● **Point placement records**
## Begin

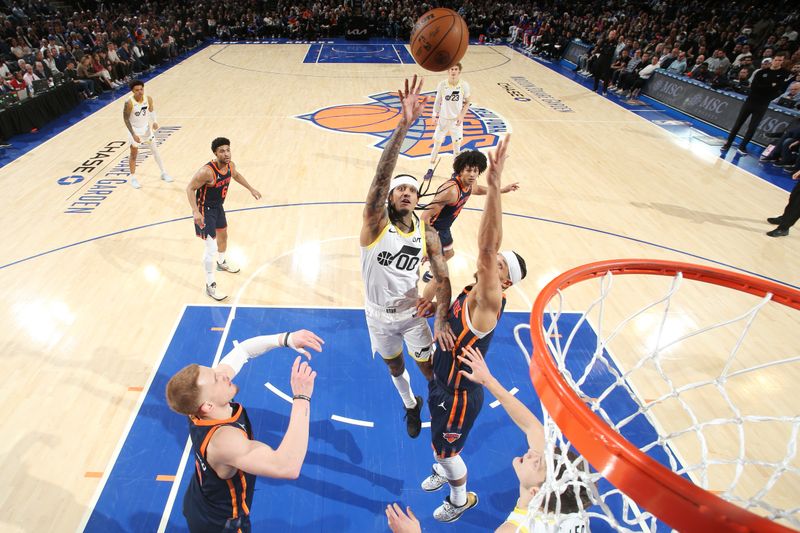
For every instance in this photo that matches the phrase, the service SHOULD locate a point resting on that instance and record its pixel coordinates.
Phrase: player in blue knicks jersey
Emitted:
(454, 402)
(227, 458)
(206, 193)
(393, 243)
(450, 199)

## End

● **Exercise instructions**
Write out every line of the records as a numbered list, skipping blank lines and omitting the pictures.

● **Response to the exercise**
1. For every instance in this photo that matches the phrase, the service SHOULD locate a point resting on that instance and record its pixel coordinates.
2. Phrase: player in blue knicks jersey
3. Emitted:
4. (454, 402)
5. (227, 458)
6. (206, 193)
7. (393, 243)
8. (450, 199)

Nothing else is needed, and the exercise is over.